### [TASK REQUIREMENTS]
Starting from the line with "target = baseboard heater vent", transcribe each line to the end of the records below. Copy them exactly and write nothing else.
*** Opening THE DATA ***
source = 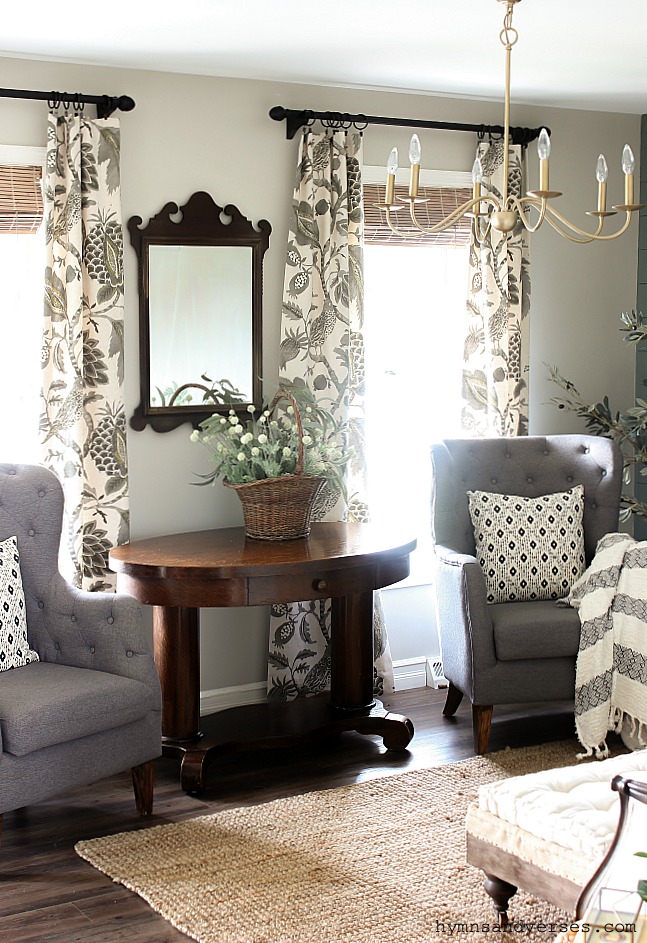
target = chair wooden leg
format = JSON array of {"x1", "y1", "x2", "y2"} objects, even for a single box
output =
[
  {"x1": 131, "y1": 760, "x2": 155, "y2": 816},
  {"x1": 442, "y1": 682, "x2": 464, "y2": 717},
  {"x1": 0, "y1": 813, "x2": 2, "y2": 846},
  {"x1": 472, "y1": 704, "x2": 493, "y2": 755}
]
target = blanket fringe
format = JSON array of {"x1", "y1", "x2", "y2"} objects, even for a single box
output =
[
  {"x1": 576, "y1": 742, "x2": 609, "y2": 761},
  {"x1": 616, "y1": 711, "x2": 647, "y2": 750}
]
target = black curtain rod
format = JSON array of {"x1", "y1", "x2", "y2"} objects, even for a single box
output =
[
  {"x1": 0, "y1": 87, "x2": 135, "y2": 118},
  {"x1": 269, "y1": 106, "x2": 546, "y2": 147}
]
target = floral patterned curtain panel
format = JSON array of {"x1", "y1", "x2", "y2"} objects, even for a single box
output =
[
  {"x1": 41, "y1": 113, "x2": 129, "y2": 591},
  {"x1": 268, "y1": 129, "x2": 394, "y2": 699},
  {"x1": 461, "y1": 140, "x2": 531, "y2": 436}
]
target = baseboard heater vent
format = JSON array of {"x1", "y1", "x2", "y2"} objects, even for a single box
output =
*** Closing THE DATA ***
### [EXERCISE RESPONSE]
target = baseboard heater vent
format = JSON array of {"x1", "y1", "x2", "y2"} objects, even for a single box
output =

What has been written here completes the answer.